*Aufgabe*. Wie lässt sich der Lesetext zur Klangkunst in zwei Sätzen zusammenfassen?

*Lesetext*.
○ ○ ○

Seit den frühen 1980er Jahren haben sich die Phänomene dieser multisensorischen Kunst stark verändert. Das führte zu einer Erweiterung des Begriffs Klangkunst, dessen terminologische Konturen übrigens nie deutlich gezogen wurden. In der Kunstwissenschaft spielt der Begriff auch kaum eine Rolle; er ist eher in der deutschen Musikwissenschaft beheimatet, wenngleich in den seltensten Fällen in den Fachlexika aufgeführt. Begriffe wie Sonic Art, Audioart, Ars Acustica oder Akustische Kunst sind längst Synonyma.

○ ○ ○

*Vorgegebene Daten*.

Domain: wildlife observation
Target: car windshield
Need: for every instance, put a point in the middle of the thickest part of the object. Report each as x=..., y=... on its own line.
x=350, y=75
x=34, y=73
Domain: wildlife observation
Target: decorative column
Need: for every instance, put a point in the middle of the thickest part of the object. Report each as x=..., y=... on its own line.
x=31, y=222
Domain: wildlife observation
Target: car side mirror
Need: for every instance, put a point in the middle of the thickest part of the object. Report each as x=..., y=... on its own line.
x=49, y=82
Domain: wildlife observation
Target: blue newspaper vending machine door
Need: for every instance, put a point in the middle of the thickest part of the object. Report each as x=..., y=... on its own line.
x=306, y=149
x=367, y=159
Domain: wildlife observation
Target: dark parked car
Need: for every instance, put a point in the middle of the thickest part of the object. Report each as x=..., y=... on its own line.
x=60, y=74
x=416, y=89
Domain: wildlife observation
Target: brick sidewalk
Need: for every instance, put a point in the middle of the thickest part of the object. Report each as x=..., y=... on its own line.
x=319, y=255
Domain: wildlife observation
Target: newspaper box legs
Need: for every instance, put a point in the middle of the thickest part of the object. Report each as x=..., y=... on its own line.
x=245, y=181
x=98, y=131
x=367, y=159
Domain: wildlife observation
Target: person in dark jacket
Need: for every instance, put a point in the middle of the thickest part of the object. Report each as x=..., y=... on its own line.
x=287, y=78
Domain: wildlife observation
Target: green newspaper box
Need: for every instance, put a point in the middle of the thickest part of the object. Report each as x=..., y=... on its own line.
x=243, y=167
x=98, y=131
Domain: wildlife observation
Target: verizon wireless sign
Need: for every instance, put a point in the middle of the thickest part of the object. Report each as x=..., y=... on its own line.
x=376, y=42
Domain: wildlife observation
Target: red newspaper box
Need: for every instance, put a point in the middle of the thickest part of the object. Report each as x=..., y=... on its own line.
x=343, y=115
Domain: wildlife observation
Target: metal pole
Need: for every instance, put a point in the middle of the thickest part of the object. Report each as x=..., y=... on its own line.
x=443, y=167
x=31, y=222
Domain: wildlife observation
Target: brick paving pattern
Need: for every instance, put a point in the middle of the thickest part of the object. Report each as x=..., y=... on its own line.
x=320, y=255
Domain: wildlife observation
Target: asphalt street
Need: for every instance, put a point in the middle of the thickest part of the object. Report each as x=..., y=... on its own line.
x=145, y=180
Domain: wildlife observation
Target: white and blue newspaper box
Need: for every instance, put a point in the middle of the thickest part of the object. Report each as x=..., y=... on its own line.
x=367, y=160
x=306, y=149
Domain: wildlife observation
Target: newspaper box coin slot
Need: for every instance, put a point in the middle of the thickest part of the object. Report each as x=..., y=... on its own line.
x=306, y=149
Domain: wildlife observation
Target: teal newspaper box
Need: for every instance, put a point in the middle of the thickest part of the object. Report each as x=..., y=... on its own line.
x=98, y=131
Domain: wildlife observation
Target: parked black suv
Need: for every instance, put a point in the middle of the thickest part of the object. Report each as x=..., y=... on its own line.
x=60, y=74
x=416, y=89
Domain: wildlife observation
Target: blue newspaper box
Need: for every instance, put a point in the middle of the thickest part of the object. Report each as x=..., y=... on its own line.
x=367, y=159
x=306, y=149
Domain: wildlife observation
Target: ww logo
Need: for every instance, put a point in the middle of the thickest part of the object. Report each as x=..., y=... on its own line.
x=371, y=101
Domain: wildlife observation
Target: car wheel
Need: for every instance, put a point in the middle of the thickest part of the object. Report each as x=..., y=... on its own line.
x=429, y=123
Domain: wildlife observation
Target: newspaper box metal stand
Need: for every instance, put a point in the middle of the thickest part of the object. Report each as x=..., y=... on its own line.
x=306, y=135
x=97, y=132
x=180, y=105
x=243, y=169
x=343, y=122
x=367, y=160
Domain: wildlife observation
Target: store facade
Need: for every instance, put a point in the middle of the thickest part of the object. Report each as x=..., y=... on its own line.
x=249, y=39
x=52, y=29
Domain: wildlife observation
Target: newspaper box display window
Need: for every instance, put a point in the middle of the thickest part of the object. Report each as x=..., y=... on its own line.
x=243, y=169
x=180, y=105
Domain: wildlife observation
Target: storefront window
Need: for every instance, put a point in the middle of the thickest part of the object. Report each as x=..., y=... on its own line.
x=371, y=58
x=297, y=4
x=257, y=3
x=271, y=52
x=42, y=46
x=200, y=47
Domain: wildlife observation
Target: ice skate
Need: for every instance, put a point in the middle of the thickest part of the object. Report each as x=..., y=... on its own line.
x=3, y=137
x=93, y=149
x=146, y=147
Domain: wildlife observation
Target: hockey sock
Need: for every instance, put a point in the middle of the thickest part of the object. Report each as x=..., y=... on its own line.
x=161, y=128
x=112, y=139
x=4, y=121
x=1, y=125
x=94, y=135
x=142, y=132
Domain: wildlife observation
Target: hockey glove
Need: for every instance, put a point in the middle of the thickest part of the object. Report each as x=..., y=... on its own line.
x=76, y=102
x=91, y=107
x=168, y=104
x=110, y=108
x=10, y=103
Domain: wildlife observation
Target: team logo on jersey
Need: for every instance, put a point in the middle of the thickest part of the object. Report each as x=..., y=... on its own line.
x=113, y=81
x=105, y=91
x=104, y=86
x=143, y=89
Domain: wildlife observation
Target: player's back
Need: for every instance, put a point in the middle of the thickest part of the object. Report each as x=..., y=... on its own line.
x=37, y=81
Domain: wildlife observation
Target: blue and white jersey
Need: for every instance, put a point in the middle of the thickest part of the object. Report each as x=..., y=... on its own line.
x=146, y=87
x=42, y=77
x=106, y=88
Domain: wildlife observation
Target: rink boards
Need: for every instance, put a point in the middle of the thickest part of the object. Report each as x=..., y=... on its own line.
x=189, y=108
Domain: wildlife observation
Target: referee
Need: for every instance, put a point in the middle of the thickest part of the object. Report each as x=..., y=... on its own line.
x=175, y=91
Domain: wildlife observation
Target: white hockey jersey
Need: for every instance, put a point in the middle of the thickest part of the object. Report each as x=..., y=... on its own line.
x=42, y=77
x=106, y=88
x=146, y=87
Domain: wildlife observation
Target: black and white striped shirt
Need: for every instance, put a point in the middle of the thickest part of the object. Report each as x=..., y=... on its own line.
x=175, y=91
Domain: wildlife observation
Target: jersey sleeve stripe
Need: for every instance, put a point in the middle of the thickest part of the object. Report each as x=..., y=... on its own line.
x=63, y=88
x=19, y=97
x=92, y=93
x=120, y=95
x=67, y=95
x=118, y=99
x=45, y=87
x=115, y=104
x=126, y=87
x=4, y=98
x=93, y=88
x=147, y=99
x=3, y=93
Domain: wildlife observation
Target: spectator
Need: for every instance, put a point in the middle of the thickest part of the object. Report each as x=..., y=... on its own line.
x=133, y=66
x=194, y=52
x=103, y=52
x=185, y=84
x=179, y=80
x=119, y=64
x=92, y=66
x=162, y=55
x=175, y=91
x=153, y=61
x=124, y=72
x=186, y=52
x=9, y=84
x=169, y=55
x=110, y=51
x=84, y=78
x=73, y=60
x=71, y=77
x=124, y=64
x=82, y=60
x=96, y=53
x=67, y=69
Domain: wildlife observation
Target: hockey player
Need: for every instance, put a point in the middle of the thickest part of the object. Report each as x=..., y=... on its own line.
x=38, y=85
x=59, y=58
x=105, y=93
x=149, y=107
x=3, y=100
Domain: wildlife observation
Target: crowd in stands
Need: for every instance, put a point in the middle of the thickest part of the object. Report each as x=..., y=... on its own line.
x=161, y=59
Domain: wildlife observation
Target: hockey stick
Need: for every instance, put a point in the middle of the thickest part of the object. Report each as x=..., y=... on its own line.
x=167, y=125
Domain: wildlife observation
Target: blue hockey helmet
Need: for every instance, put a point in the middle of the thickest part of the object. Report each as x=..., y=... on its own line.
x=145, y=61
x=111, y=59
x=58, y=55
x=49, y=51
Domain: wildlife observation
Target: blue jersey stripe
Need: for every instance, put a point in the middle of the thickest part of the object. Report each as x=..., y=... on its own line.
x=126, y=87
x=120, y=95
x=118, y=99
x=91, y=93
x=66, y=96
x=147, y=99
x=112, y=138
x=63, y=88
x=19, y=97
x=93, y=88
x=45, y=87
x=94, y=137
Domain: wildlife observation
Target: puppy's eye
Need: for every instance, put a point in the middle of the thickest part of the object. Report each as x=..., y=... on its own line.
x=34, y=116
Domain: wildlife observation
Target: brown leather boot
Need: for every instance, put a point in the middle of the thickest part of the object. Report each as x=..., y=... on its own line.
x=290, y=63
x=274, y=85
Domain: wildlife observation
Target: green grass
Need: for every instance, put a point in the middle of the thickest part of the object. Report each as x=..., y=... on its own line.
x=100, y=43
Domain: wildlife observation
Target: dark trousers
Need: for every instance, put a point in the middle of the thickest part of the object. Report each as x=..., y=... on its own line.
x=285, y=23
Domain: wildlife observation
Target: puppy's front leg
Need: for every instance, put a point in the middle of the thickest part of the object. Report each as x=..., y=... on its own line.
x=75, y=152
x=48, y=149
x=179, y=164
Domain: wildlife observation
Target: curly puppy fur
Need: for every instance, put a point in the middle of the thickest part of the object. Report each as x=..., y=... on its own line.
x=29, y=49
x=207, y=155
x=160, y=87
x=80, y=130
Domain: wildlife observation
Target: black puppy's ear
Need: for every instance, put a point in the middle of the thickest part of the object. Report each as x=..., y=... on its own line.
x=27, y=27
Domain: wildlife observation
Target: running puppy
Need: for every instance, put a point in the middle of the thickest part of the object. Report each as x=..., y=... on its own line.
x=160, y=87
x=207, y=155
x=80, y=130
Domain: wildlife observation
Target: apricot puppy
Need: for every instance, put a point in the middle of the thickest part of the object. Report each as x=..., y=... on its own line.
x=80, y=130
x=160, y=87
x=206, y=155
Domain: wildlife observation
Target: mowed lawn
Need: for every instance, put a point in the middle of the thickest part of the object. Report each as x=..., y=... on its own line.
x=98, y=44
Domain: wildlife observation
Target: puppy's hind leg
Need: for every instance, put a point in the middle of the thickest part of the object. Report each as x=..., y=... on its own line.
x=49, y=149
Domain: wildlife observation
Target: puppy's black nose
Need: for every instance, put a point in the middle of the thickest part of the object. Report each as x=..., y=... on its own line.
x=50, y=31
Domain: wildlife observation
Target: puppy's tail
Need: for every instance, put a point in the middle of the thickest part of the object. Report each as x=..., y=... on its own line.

○ ○ ○

*Schriftliche Antwort*. Seit den frühen 1980er Jahren haben sich die Phänomene der multisensorischen Kunst stark verändert, was den nie deutlich abgegrenzten Begriff Klangkunst erweitert hat. Der Begriff spielt in der Kunstwissenschaft kaum eine Rolle und ist eher in der deutschen Musikwissenschaft beheimatet, steht aber nur selten in Fachlexika, und Bezeichnungen wie Sonic Art, Audioart, Ars Acustica oder Akustische Kunst sind längst Synonyma.